● **Цель упражнения**:
Продолжите приведенный ниже текст о том, как подростков берут на сопровождение, начав сразу после его последнего предложения.

● **Исходный фрагмент**:
□ □ □ □

Подросток сначала обращается к администратору с тем, что хочет попасть на сопровождение. Администратор его записывает в лист ожидания, это у нас порядок такой — эксель-таблица,, но, по факту, живая очередь. После закрытия кейсов у кураторов освобождаются места. Он проходит нас, мы анализируем его самочувствие и думаем, нужно его отправить к психологу или нет.
Для ребенка «социальный педагог» звучит очень страшно, потому что в школе есть пример сотрудника, который очень много кричит или ничего не делает. И они уже приходят с этой стигмой сюда, и сразу говорят: «Мне нужен психолог», потому что не знают, кто еще может им помочь. Бывает такое, что им требуется только наша помощь: просто поделиться чем-то, чтобы его послушали, получить поддержку, тепло какое-то, заботу.

□ □ □ □

● **Предоставленный материал**:
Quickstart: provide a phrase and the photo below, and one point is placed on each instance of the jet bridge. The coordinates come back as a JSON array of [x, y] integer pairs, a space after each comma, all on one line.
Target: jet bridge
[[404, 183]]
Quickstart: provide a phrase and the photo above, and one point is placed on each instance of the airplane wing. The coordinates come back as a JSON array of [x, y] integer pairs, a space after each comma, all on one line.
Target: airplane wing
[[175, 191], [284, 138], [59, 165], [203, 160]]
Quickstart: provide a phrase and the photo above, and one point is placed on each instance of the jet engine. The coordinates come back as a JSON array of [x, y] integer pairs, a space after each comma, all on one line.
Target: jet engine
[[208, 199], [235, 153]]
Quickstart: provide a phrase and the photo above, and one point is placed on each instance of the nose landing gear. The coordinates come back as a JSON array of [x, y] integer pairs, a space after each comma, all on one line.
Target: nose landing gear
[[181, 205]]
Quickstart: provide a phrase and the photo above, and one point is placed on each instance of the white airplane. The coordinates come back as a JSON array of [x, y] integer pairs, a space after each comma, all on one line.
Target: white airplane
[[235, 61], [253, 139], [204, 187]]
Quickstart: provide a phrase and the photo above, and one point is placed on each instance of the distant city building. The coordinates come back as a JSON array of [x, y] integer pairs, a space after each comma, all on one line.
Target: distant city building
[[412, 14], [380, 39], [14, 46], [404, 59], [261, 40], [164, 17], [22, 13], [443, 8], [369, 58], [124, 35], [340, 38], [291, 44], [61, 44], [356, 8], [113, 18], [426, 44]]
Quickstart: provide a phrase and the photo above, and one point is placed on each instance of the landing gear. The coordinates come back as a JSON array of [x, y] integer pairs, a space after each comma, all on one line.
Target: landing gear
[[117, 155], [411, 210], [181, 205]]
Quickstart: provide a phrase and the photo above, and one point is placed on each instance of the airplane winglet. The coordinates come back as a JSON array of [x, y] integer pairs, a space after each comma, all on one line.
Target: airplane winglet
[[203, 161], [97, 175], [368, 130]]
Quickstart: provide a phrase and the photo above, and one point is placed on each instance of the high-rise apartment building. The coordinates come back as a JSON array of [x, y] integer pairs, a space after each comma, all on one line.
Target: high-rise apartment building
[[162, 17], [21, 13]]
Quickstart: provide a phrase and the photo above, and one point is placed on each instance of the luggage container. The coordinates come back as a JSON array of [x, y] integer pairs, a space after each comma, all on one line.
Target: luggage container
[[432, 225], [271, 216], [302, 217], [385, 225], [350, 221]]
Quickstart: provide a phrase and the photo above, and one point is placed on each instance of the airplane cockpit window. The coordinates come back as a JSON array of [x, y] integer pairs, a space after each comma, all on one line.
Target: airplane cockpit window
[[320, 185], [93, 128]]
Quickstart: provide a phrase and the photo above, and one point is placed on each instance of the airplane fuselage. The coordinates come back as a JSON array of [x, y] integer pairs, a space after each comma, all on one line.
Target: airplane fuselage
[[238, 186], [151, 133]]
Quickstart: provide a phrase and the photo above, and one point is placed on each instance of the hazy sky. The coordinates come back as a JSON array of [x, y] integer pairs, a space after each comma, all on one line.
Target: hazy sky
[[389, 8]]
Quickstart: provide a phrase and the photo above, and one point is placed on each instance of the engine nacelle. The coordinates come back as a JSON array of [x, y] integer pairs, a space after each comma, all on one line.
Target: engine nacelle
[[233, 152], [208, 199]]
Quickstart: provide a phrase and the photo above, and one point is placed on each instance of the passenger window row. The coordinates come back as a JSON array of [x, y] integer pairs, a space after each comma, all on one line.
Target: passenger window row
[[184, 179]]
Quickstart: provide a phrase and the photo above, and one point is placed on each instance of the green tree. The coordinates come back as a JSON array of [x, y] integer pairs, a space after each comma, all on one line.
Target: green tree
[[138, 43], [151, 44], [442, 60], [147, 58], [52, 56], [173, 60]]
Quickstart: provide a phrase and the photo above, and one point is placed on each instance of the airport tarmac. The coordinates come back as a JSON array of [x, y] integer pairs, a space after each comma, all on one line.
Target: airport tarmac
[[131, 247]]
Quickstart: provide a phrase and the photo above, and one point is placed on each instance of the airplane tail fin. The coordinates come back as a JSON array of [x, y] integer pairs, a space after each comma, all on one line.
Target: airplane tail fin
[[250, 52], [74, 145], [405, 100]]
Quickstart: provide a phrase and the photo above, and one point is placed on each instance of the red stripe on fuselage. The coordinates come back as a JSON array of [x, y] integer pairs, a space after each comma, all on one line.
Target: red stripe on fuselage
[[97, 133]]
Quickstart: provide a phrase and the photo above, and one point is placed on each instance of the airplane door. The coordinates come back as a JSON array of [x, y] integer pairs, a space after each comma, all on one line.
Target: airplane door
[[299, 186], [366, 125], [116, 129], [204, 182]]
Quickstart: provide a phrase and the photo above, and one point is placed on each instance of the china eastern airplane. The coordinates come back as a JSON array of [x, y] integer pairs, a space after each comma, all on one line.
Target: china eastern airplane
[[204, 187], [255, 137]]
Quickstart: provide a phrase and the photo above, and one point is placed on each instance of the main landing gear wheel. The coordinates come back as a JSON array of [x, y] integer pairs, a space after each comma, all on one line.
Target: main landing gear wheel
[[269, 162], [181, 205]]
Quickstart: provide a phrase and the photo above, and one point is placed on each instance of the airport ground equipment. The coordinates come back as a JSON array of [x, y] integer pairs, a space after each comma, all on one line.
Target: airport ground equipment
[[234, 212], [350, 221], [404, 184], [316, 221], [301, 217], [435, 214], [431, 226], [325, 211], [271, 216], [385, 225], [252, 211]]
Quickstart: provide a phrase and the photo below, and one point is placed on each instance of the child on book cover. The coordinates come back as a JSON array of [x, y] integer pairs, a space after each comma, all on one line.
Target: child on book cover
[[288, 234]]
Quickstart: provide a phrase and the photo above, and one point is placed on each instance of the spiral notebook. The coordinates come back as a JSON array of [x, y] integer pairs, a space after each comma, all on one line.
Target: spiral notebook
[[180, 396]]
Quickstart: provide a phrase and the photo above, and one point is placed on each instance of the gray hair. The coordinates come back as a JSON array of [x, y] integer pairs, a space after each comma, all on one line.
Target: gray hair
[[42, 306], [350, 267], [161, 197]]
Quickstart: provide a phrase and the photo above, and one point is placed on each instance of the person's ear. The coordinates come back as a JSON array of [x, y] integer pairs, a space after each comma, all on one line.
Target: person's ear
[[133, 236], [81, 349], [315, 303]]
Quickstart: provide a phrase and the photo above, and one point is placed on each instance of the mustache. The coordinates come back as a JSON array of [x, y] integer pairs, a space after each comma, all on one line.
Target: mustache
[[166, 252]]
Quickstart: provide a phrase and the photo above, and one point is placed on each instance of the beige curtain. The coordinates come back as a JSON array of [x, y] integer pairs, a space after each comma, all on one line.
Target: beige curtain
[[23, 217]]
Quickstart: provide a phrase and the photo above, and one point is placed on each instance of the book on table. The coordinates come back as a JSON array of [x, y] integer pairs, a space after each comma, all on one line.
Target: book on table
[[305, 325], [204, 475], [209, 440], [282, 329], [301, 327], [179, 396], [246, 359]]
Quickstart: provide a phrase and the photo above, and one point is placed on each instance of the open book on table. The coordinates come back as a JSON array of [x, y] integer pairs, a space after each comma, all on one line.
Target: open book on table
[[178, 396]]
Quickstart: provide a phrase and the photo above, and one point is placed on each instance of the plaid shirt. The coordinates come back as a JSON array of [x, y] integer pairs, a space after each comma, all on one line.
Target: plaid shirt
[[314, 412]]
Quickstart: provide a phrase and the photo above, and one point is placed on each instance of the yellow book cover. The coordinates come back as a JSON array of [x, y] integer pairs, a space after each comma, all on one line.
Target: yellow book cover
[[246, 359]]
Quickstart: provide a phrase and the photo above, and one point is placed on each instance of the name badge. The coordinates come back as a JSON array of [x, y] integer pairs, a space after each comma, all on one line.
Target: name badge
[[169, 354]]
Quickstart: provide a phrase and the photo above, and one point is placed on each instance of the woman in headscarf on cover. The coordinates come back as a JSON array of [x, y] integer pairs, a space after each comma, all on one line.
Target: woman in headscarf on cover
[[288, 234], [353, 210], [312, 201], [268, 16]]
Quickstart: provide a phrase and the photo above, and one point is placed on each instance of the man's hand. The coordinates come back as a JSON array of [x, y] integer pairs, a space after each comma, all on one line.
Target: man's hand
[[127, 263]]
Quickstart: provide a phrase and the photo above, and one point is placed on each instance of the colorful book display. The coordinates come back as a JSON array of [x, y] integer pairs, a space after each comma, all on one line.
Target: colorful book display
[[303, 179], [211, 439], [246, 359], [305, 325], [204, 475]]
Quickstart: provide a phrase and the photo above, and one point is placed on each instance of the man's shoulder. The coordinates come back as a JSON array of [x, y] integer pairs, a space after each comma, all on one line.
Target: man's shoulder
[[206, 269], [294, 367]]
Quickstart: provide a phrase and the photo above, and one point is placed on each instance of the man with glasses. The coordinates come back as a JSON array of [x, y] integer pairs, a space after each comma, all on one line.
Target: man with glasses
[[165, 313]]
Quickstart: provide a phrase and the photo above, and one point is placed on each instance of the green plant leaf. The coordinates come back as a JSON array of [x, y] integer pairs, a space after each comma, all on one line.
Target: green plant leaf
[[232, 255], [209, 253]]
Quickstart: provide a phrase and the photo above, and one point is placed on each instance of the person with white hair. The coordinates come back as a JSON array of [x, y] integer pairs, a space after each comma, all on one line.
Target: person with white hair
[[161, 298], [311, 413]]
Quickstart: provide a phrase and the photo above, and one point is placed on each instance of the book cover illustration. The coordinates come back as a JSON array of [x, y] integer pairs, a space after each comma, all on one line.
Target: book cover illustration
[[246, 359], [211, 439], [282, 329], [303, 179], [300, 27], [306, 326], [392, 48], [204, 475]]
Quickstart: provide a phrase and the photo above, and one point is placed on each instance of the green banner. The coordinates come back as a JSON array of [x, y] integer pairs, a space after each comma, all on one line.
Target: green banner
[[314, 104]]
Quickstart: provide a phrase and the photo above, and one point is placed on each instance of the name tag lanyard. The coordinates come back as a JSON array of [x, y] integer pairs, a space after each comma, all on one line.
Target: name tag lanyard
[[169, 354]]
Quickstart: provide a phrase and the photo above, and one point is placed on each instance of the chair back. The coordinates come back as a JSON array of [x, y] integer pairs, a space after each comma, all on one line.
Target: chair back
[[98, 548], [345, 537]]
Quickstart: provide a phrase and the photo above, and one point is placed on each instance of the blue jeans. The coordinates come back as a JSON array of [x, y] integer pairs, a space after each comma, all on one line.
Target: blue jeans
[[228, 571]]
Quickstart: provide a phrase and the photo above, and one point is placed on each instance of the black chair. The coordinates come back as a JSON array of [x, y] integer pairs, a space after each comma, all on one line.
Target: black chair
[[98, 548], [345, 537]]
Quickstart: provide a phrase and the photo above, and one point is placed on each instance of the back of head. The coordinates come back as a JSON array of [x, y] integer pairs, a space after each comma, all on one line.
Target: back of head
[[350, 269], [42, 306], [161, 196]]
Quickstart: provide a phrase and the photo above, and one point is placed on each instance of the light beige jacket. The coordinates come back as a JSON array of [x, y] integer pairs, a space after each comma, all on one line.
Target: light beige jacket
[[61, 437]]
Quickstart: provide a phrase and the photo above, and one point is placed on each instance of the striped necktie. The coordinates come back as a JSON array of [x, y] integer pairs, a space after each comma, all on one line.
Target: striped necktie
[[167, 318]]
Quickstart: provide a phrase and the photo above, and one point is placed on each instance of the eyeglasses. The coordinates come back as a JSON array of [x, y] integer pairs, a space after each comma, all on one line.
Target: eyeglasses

□ □ □ □

● **Ответ на задание**:
Либо они приходят, допустим, с запросом «Мне негде жить»,
с проблемами на учебе. Если психолог здесь сможет только поддержать или какие-то поведенческие навыки прокачать, то мы можем помочь в решении ситуации буллинга методом прохождения медико-психолого-педагогической комиссии, чтобы сменить форму обучения ребенку, например.
Работа с родителями у нас строится с той позиции, что эта помощь, в первую очередь, нужна вашему ребенку. Вот ребенок приходит и говорит: «Мне плохо... Со мной произошло что-то» или транслирует вещи, которые угрожают его жизни и здоровью. Мы являемся соучастниками, грубо говоря, в его состоянии.
И наша основная задача — вернуть родителям ответственность, которая
в моменте попала на нас.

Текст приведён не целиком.